Source passage –

○ ○ ○ ○ ○

This plaque marks the location of Devlin’s Pub, which stood on the site of what is now the Point A Hotel, Parnell Street, Dublin 1.

In mid-1919, Derry born Liam Devlin relocated from Glasgow with his family of seven children to a public house that he bought at 68 Parnell Street, Dublin. Within a few weeks he had offered the use of upstairs rooms to Michael Collins.

The pub quickly became one of the main locations for meetings of the IRB Headquarters of Intelligence. It was a significant location during the War of Independence. Meetings were held daily at the pub, attended by Michael Collins, Frank Thornton, Liam Tobin, Emmet Dalton and many others of the leadership of the Volunteers and the IRB.

As many as eight to ten Volunteers and Officers were accommodated there every night during this period. Devlin was himself an Intelligence Officer and was entrusted with the safe keeping of National Loan Funds.

Michael Collins waited here for news about the abandoned escape and later execution of Kevin Barry. He was also in Devlin’s Pub on the morning of Bloody Sunday. The pub was the location of the Mutiny, which threatened the very survival of the Free State, led by Liam Tobin, in March 1924.

The plaque was unveiled by the Lord Mayor of Dublin, Daithí de Róiste, and John Healey, grandson of Liam Devlin, on 5 April 2024.

Clonturk Park – venue for the All Ireland Finals

Photograph of a Dublin City Council plaque commemorating Clonturk Park as the venue for All Ireland Finals, at Richmond Road, Dublin 3.

This plaque, at the Drumcondra AFC clubhouse on Richmond Road, Dublin 3, commemorates Clonturk Park as the venue for the GAA All Ireland finals in both hurling and football for 1890, 1891, 1892, and 1894.

The matches played at Clonturk Park included landmark occasions such as Cork’s first All Ireland championship in hurling, and Dublin’s first in football; the first football final between Dublin and Kerry, and the only win by a Kerry team in the hurling championship.

The 1893 final was transferred to the Phoenix Park because the grass at Clonturk had not been cut for the occasion.

After Clonturk Park’s era as the preferred GAA venue in the city came to an end, the All Ireland final of 1895 was the first to be played on Mr Butterly’s amusement grounds on Jones’s Road, the venue now better known as Croke Park.

The plaque was unveiled by the Lord Mayor of Dublin, Daithí de Róiste, and Uachtarán Cumann Lúthchleas Gael Jarlath Burns, on 23 March 2024.

Kite, John – Dublin Fire Brigade

Photograph of a Dublin City Council plaque commemorating Fireman John Kite, at 10 Trinity Street, Dublin 2.

○ ○ ○ ○ ○

Provided material –
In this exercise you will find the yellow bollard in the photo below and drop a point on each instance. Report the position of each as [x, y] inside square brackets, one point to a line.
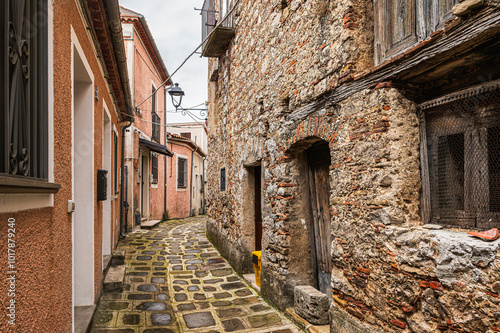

○ ○ ○ ○ ○

Task directions – Write out the Dublin plaques text word for word, from "Michael Collins waited" to "1892, and 1894.".

Correct answer –
Michael Collins waited here for news about the abandoned escape and later execution of Kevin Barry. He was also in Devlin’s Pub on the morning of Bloody Sunday. The pub was the location of the Mutiny, which threatened the very survival of the Free State, led by Liam Tobin, in March 1924.

The plaque was unveiled by the Lord Mayor of Dublin, Daithí de Róiste, and John Healey, grandson of Liam Devlin, on 5 April 2024.

Clonturk Park – venue for the All Ireland Finals

Photograph of a Dublin City Council plaque commemorating Clonturk Park as the venue for All Ireland Finals, at Richmond Road, Dublin 3.

This plaque, at the Drumcondra AFC clubhouse on Richmond Road, Dublin 3, commemorates Clonturk Park as the venue for the GAA All Ireland finals in both hurling and football for 1890, 1891, 1892, and 1894.